Exercise prompt> Copy out, word for word, the lines of the records below that run from the line containing "point: valley -- for" to the line containing "column 240, row 757", with both of those lines included.

Stored dataset items:
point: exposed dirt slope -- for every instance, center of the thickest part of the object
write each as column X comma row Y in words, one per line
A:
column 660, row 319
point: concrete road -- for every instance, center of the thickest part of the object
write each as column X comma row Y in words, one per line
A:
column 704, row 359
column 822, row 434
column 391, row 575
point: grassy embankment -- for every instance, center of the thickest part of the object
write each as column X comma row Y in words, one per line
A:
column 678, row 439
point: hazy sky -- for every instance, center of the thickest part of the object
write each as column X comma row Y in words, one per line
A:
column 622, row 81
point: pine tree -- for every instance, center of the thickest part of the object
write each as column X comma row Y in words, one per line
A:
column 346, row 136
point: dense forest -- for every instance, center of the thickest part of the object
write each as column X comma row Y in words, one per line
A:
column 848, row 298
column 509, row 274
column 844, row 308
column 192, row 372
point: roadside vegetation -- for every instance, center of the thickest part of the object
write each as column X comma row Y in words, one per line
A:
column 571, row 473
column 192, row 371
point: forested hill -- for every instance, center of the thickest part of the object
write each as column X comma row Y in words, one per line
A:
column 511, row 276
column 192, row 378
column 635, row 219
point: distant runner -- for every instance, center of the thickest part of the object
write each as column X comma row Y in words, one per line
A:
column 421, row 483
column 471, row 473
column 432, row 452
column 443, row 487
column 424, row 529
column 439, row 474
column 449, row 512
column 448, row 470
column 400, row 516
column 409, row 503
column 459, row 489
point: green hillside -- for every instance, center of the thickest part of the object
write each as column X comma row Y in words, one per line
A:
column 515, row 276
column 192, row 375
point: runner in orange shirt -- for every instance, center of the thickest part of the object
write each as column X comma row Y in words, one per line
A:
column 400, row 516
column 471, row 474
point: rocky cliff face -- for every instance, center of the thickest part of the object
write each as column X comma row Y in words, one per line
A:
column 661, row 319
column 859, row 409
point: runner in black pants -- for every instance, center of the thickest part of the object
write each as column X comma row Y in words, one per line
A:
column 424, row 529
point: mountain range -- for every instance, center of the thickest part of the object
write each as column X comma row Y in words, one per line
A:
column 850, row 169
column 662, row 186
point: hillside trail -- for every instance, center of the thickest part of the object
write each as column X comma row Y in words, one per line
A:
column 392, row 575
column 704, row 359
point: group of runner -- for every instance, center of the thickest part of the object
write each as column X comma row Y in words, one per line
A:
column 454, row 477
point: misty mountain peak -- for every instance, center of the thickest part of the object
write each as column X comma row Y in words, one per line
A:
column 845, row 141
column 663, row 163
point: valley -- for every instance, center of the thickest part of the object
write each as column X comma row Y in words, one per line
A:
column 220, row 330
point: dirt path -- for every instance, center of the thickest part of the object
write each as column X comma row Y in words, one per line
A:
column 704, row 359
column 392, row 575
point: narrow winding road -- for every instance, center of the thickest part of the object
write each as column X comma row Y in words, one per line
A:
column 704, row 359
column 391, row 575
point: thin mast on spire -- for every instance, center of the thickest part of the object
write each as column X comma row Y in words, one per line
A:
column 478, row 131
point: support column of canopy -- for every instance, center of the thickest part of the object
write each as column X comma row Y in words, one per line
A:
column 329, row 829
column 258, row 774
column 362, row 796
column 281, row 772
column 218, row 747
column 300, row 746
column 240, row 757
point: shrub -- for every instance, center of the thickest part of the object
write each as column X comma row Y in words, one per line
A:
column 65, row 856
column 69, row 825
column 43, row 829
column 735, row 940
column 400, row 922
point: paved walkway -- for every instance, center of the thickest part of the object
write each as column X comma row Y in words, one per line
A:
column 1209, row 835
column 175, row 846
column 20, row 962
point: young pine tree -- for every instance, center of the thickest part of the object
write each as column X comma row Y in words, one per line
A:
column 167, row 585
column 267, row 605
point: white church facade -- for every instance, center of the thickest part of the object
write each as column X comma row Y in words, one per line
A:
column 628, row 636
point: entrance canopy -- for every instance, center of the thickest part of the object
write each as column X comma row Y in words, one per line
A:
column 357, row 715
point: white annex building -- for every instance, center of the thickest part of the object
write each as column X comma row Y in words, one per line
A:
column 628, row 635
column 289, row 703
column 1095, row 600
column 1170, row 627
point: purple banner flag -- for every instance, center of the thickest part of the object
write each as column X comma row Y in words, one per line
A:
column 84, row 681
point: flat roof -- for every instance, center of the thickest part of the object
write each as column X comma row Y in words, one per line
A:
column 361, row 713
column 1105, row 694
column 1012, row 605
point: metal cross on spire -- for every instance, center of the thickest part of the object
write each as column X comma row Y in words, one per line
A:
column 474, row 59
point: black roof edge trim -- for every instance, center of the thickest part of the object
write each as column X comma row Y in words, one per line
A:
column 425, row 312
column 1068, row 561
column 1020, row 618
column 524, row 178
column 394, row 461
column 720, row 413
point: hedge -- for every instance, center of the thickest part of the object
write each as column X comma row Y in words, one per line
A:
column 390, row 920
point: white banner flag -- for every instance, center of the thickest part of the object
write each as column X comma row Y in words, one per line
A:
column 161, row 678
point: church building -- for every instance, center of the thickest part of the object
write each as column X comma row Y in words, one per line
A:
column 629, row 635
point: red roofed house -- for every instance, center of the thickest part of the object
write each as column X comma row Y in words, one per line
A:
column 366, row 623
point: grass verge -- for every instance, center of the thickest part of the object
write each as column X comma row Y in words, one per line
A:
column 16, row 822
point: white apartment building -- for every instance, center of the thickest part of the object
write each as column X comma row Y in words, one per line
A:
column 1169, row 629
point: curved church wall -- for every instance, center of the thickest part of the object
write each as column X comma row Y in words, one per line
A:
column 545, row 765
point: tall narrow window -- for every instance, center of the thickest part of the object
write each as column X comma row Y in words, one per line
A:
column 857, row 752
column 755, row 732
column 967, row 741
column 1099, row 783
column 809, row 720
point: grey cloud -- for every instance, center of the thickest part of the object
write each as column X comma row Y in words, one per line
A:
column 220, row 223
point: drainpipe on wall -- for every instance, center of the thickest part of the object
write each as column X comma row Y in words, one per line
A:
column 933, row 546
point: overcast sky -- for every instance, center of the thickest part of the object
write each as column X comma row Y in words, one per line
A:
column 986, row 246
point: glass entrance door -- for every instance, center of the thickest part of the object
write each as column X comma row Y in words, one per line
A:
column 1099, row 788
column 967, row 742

Result below>
point: valley -- for every instance, center of the thickest part of the object
write each as column X comma row Y in words, one per line
A:
column 220, row 330
point: dirt path -- for every instance, center of the thickest part of the object
write each as column X comma row Y in words, one per line
A:
column 704, row 359
column 392, row 575
point: narrow winding road -- for every instance, center of the thickest part of the object
write each as column X comma row Y in words, one per line
A:
column 704, row 359
column 391, row 575
point: thin mast on spire -- for every instance, center of the thickest part of the object
write each as column X comma row Y in words, one per line
A:
column 478, row 131
point: support column of canopy -- for every instance, center of the thickest part of the object
write each as column X comma row Y in words, one per line
A:
column 329, row 829
column 258, row 774
column 362, row 796
column 281, row 772
column 218, row 747
column 300, row 746
column 240, row 757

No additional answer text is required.